--- START SOURCE DATA ---

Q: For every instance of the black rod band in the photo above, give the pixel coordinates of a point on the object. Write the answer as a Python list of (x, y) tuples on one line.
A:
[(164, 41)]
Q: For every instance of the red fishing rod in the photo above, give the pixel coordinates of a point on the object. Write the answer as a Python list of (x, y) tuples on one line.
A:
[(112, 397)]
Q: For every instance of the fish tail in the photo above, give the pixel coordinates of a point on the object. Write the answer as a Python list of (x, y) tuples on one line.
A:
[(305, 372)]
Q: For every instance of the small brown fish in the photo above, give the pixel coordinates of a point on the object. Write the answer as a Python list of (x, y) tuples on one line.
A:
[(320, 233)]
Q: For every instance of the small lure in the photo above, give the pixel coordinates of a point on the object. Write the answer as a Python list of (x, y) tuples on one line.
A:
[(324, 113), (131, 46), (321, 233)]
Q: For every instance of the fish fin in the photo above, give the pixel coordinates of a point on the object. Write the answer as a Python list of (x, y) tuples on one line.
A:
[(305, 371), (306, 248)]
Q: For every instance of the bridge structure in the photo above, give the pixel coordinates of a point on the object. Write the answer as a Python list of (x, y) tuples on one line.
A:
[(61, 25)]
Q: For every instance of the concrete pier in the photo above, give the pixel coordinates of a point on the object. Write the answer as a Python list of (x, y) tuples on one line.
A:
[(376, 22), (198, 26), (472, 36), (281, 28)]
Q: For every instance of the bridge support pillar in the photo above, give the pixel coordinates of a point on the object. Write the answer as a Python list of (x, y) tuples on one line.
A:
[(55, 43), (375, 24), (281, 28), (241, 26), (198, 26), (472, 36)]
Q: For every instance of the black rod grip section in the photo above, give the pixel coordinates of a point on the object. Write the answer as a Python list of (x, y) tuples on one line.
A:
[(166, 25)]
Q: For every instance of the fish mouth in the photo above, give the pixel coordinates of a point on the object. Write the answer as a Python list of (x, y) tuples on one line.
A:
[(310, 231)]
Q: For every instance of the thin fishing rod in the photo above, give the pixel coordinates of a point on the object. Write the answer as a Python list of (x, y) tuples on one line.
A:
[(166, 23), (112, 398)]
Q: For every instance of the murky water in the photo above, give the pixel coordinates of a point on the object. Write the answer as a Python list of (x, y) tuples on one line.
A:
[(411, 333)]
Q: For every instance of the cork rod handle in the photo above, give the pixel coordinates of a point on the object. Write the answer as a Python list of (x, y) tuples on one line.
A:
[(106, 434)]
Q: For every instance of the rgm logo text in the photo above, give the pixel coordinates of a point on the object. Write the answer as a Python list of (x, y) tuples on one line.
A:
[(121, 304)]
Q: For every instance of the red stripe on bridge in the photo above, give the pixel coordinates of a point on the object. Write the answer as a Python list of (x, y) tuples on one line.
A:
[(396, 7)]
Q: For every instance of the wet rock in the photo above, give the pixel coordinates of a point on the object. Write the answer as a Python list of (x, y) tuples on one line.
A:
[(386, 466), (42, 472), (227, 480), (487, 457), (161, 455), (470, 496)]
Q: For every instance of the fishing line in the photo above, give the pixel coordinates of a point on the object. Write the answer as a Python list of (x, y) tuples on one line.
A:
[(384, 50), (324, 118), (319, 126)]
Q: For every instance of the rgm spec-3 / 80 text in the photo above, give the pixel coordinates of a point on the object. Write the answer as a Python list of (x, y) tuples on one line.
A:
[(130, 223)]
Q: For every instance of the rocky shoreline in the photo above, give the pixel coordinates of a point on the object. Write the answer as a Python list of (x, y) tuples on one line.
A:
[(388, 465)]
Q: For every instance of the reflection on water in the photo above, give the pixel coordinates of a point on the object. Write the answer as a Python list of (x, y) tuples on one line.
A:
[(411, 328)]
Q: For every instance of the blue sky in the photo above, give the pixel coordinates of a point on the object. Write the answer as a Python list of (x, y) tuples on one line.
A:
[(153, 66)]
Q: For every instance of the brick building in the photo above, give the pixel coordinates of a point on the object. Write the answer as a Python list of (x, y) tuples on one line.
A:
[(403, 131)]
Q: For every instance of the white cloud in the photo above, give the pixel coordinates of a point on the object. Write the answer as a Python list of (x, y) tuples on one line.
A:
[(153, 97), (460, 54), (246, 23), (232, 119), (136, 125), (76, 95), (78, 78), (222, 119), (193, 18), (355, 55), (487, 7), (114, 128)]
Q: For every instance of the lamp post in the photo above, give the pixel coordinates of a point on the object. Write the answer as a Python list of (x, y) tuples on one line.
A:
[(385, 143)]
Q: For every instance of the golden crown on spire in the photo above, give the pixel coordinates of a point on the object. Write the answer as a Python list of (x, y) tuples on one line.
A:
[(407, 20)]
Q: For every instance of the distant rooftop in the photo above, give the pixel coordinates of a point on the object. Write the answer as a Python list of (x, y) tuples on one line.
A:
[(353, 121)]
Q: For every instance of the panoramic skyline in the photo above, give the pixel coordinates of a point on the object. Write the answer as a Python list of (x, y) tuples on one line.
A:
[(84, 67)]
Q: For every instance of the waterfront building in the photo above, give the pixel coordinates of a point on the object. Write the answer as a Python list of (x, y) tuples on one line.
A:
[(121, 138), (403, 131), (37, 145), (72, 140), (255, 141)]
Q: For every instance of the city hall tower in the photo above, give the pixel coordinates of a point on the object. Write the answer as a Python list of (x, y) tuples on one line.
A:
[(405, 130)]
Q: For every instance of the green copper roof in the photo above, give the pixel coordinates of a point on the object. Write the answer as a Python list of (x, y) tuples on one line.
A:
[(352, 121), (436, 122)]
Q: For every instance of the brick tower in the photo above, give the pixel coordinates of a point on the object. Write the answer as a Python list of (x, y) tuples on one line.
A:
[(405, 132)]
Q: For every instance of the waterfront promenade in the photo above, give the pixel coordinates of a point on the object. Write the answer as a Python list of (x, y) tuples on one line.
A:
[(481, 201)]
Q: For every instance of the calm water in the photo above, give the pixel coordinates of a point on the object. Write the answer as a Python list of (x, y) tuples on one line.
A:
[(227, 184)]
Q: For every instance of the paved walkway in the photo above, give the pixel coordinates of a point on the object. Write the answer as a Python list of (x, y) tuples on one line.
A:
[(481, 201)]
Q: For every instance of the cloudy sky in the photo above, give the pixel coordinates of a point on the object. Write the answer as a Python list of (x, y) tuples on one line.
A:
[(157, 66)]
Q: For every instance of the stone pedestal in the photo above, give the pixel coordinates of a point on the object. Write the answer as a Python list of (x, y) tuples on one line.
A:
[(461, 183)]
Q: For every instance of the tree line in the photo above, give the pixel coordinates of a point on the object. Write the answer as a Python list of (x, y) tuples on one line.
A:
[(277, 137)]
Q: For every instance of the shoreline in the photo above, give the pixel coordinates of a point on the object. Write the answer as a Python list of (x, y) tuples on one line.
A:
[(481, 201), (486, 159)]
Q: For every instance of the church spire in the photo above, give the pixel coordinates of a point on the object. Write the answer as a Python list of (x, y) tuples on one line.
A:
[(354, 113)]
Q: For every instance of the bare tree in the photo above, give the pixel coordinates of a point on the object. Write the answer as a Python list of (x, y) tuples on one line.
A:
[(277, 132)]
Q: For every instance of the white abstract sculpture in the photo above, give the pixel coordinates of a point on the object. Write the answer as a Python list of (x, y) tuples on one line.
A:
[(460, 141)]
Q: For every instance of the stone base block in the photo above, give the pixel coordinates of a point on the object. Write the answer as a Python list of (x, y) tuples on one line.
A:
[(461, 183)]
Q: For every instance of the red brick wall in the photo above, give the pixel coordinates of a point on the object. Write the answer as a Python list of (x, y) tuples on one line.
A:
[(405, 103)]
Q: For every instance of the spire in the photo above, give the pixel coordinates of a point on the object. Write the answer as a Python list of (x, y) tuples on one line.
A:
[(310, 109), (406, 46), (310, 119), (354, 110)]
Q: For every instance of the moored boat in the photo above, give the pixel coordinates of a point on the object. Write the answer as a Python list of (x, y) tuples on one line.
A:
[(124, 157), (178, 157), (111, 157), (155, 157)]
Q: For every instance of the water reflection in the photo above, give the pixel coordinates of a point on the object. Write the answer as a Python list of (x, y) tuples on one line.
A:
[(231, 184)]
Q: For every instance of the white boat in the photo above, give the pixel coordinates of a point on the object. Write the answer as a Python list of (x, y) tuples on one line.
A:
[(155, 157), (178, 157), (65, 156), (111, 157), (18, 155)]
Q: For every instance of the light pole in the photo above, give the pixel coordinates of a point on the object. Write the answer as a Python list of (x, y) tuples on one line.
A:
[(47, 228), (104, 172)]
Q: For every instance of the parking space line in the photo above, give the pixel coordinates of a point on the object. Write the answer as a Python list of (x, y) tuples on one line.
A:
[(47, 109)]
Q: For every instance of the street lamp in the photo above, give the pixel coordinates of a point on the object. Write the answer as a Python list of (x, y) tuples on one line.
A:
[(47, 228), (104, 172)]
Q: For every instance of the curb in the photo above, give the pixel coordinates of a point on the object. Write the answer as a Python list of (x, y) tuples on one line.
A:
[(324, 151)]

--- END SOURCE DATA ---

Rewrite the material from its first line up to and including the line with "[(112, 397)]", putting "pixel positions" in place of "pixel coordinates" and keeping everything else the same. Give only those lines.

## OUTPUT OF THE EXERCISE
Q: For every instance of the black rod band in the photo above, give the pixel positions of a point on the object. Write the answer as a Python list of (x, y) tuples on one line.
A:
[(164, 41)]
Q: For every instance of the red fishing rod in the photo above, give the pixel positions of a point on the object. Write the answer as a Python list of (x, y) tuples on one line.
A:
[(112, 397)]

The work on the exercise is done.